### WORK REQUEST:
Revise the passage of the airline article that begins with "The government will own" and ends with "pilots being prioritized.", putting "SAA" in place of "South African Airways".

Public Enterprises Minister Pravin Gordhan announced Takatso consortium as the preferred strategic equity partner for the airline after 19 months of uncertainty.
The consortium will own 51% of the airline.
The move is likely to raise the ire of workers unions who feared the airline was being privatized after thousands of employees were laid off at the struggling airline.
The government will own 49% as it will now jointly own South African Airways with the Takatso consortium, which comprises Harith General Partners and aviation group Global Airways.
Gordhan said the government will “not be putting any more money” into the new airline.
“The objective of the partnership is to re-launch a flexible, agile airline that will not be dependent on the fiscus,” he said.
Gordhan assured the markets that the chairperson of the South African Airways board will be South African and most board members will be South African, with black pilots being prioritized.
He added that there will be an evaluation of South African Airways’ subsidiaries, Mango, Air Chefs, and South African Airways Technical, as they still require atleast US$200 million cash injection as subsidiaries have been suffering from declining revenue, deferred payments and need restructuring after the airline was placed under business rescue.
“The objective of the partnership is to re-launch a flexible, agile airline that will not be dependent on the fiscus”Pravin Gordhan – Public Enterprises Minister, South Africa
Global Airways representative and co-founder of new airline LIFT Gidon Novick said they now had to figure out the routes the airline will want to fly and what planes will be used.
“We want to focus on customers, especially those who have been loyal in the past,” Novick said.
SAA was placed under administration in December 2019, and its long-standing financial woes worsened during the COVID-19 pandemic. All operations were mothballed in September 2020.
That meant they had “effectively discharged the business rescue and handed over the operations of SAA back to its board and executive team”, adding SAA was now solvent.
The airline is one of a handful of South African state companies that depend on government bailouts, placing the budget under huge strain at a time of rapidly rising debt.
The airline exited administration in late April after receiving US$550 million from the government, but at the time it did not say when it would take to the skies again.
The airline aims to resume flights in July or August, but the restart date will depend on how the COVID-19 pandemic progresses and whether the airline can resolve pilots dispute.

### RAW DATA:
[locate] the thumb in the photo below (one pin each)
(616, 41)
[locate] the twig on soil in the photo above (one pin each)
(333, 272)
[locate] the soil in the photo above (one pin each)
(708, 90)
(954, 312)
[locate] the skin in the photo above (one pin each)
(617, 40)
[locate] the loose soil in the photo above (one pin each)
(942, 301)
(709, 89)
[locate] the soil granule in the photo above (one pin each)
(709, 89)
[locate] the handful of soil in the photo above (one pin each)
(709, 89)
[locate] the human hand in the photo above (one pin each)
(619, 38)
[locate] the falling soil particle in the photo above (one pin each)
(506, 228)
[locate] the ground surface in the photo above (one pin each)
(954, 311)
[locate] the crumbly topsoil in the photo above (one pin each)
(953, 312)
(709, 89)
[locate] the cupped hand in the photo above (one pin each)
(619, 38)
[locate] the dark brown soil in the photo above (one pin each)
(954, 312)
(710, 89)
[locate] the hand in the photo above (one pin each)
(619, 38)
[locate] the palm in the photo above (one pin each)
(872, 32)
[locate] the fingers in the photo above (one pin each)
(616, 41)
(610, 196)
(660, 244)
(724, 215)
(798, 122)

### SOLUTION:
The government will own 49% as it will now jointly own SAA with the Takatso consortium, which comprises Harith General Partners and aviation group Global Airways.
Gordhan said the government will “not be putting any more money” into the new airline.
“The objective of the partnership is to re-launch a flexible, agile airline that will not be dependent on the fiscus,” he said.
Gordhan assured the markets that the chairperson of the SAA board will be South African and most board members will be South African, with black pilots being prioritized.